#### Source text
=======

The uniquely skilled Kevin Durant has the scoring titles. He has added an MVP, thanks to a more complete game. But his next leap will be the defining one: taking the Thunder to a title

IT'S FRIDAY evening at Staples Center in Los Angeles, six days since the news broke that Kevin Durant was the league MVP, three days since he gave an acceptance speech that made you pretend not to cry, and 90 minutes before he would score 36 points in a Game 3 victory over the Clippers in the Western Conference semifinals. Durant is ambling down a concrete hallway in enormous flip-flops and what appear to be red snow pants—insulated and heated by a hip-mounted battery pack, to keep his legs warm until game time. In his left hand he clutches a tiny bottle of water and gummy snacks that purportedly deliver electrolytes but really are just high-tech candy. He looks, as Durant often does, like an elongated nine-year-old, all arms and legs, with that bobblehead noggin. As he turns into a doorway, he reaches out to dap a security guard.

In this, his foremost individual season in the NBA, Durant remains reassuringly normal, at least by the standards of the extremely gifted superstar athlete. As anyone who saw his MVP speech knows, Durant suffers from something of a bravado deficiency. During 25 sniffle-filled minutes at the podium, he introduced us to Thunder teammates few outside the organization knew existed—like Grant Jerrett, a rookie signed a month earlier who hadn't played in the postseason yet whom Durant lauded for "your kind heart, your spirit, everything, man. I appreciate you." Durant said "I love you" more often in that half hour than most husbands do in a year. He waxed poetic about reserve forwards and equipment managers. And yet he never mentioned his sponsors. "I mean, I wasn't even thinking about that," Durant says the morning after Game 3, jabbing his thumbs into his practice jersey and tenting it out in front, one of many unaffected poses he regularly assumes. (When addressing the media, he often crosses one arm behind his back and uses it to grab the other, like a third-grader telling the class how he spent his summer.) "I just wanted to keep it real with the guys I go into the trenches with every day and show how much I appreciate them, my family."

This mind-set, we can all agree, is pretty cool. It's why Oklahoma City forward Caron Butler calls Durant "remarkable" and forward Nick Collison says the most impressive thing about Durant is "how he treats other people." But we are not here to laud Durant's good-guy-ness. After all, there are a lot of good people in the world who never appear on magazine covers. Rather, the reason you and I and millions more care about Durant is because of the unprecedented things he can do with a basketball.

Take one representative play from this Clippers-Thunder series, which was tied 2--2 at week's end. Midway through the second quarter of OKC's 118--112 win in Game 3, Durant snagged a defensive rebound, spun and loped up court on those crazy stilt legs of his. Just outside the three-point arc he leaned left. At which point the entire Los Angeles defense leaned as well, because that's how teams play Durant. They load up sides, double-team him early, sometimes send three players his way—or, in the case of the Grizzlies in the first round, instruct four defenders to mirror his movements with their bodies and hands, like a troupe of sweaty mimes. Then, just as the Clippers leaned, Durant abruptly crossed over and went hard right. His ostensible defender, Jared Dudley, jabbed forward. Durant? After one more dribble he took flight and floated to the rim, whereupon he dropped the ball in. It looked comically easy.

=======

#### Dataset excerpts
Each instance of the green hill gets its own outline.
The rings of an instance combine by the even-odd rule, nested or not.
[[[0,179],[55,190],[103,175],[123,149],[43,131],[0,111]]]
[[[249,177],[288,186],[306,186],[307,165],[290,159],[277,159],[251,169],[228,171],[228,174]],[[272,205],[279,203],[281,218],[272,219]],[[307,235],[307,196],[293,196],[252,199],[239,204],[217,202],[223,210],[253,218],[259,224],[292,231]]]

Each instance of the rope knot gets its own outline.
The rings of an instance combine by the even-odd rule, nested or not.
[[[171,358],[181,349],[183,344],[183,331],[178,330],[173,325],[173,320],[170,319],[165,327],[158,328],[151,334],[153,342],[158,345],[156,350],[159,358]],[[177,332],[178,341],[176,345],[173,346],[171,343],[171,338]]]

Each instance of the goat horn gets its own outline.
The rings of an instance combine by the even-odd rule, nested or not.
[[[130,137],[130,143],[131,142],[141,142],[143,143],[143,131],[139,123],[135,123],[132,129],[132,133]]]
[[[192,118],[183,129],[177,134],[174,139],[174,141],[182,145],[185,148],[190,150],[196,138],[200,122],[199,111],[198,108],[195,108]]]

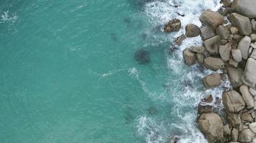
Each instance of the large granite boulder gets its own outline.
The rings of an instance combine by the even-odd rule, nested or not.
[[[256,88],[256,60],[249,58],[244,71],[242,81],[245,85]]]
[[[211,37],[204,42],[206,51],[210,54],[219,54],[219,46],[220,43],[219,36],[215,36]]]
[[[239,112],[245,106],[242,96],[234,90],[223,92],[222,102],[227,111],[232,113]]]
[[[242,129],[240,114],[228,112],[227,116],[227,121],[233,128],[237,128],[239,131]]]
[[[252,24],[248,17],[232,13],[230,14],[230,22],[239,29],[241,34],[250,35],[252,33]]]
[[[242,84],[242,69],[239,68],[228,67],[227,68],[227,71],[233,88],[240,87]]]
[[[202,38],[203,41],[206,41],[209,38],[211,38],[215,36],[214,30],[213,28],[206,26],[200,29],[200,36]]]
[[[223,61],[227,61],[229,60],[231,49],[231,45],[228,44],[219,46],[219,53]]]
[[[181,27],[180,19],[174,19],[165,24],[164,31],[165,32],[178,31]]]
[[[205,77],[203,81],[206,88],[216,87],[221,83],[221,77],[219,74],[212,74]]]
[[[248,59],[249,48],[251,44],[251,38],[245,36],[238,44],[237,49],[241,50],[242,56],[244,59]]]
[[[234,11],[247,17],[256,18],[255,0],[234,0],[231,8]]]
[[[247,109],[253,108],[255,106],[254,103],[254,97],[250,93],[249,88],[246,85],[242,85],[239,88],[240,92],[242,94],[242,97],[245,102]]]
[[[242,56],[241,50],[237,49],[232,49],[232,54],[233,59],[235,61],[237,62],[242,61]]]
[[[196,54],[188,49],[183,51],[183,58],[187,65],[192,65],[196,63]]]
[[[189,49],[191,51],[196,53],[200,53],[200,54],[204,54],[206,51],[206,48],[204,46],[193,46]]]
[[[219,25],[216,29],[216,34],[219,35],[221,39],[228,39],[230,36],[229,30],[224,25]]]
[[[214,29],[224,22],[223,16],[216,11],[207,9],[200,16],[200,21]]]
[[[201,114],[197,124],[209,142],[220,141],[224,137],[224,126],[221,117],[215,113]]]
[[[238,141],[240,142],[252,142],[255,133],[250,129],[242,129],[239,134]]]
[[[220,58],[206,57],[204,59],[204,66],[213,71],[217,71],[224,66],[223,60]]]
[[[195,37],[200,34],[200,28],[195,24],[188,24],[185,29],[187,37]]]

=======

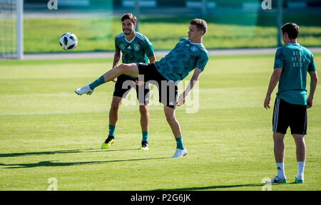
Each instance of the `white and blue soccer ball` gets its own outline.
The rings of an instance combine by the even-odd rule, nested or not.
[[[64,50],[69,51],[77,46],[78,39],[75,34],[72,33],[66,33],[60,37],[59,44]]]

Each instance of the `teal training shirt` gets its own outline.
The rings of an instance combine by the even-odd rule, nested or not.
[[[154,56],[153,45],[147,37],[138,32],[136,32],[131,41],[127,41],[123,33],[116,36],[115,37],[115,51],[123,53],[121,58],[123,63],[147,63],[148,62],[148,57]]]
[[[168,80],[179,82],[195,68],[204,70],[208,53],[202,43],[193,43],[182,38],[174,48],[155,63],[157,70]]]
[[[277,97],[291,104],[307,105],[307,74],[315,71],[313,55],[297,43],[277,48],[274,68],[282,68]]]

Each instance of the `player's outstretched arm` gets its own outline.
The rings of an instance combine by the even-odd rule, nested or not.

=======

#### Short problem 1
Please write down the stretch of the Kevin Durant article from "This mind-set, we" through "with a basketball.".
#### Short problem 2
Answer these questions from the Kevin Durant article:
(a) How many points did Durant score in the Game 3 victory over the Clippers?
(b) Which rookie did Durant praise in his MVP speech?
(c) Which Clippers player was Durant's defender on the play described in the Game 3 win?
The data above has no connection to the Kevin Durant article.

#### Final result 1
This mind-set, we can all agree, is pretty cool. It's why Oklahoma City forward Caron Butler calls Durant "remarkable" and forward Nick Collison says the most impressive thing about Durant is "how he treats other people." But we are not here to laud Durant's good-guy-ness. After all, there are a lot of good people in the world who never appear on magazine covers. Rather, the reason you and I and millions more care about Durant is because of the unprecedented things he can do with a basketball.

#### Final result 2
(a) 36 points
(b) Grant Jerrett
(c) Jared Dudley